- YOUR GOAL -
Convert the lines into a numbered list, omitting any blank lines, starting at the line containing "The response should indicate, for every instance of the rust" and ending after the line containing "Target: rust stain on wall".

=== EXERCISE INPUT ===

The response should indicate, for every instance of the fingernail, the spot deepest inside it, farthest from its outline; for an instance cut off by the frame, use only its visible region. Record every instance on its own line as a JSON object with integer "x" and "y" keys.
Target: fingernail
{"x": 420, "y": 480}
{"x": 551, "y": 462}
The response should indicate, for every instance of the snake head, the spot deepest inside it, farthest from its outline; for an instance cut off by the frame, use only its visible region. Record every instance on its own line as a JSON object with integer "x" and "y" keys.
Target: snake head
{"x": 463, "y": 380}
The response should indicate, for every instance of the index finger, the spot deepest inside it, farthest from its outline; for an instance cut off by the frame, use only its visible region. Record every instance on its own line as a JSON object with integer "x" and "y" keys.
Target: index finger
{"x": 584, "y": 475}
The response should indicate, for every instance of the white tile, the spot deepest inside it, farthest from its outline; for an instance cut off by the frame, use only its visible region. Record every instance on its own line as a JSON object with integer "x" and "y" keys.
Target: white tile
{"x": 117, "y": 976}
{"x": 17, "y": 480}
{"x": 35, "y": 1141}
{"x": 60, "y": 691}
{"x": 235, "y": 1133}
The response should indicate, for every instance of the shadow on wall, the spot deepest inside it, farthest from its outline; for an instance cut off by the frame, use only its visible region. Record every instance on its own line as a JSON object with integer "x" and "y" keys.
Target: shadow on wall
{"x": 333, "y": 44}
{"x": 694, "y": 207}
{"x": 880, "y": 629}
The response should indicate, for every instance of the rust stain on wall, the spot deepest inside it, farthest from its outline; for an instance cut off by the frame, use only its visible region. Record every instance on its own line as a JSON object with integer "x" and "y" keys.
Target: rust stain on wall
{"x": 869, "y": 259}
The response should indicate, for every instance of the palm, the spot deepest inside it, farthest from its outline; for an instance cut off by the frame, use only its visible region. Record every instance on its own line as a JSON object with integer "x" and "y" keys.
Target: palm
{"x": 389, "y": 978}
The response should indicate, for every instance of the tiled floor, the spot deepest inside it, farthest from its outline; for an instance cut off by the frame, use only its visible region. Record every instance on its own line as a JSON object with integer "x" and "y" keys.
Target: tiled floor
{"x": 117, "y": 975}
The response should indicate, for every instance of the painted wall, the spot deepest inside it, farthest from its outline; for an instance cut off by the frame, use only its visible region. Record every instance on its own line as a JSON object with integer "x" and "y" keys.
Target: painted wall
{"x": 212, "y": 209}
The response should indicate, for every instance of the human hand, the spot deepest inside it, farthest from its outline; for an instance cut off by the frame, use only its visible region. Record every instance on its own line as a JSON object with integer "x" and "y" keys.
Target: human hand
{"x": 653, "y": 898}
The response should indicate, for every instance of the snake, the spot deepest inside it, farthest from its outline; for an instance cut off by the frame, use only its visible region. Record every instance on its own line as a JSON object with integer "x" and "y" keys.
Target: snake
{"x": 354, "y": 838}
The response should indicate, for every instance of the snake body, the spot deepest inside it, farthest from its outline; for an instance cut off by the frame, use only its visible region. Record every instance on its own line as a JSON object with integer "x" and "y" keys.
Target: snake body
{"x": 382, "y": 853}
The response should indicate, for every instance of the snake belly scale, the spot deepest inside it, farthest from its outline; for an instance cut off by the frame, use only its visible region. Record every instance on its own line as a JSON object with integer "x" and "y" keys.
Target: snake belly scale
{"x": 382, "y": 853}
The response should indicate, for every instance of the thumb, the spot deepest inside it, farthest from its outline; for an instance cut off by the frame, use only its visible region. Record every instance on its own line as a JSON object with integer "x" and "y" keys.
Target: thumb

===

- SOLUTION TO THIS PROBLEM -
1. The response should indicate, for every instance of the rust stain on wall, the spot deepest inside it, farthest from its outline; for an instance cut off by the frame, use only its visible region. Record every instance on its own line as a JSON object with integer "x" and "y" keys.
2. Target: rust stain on wall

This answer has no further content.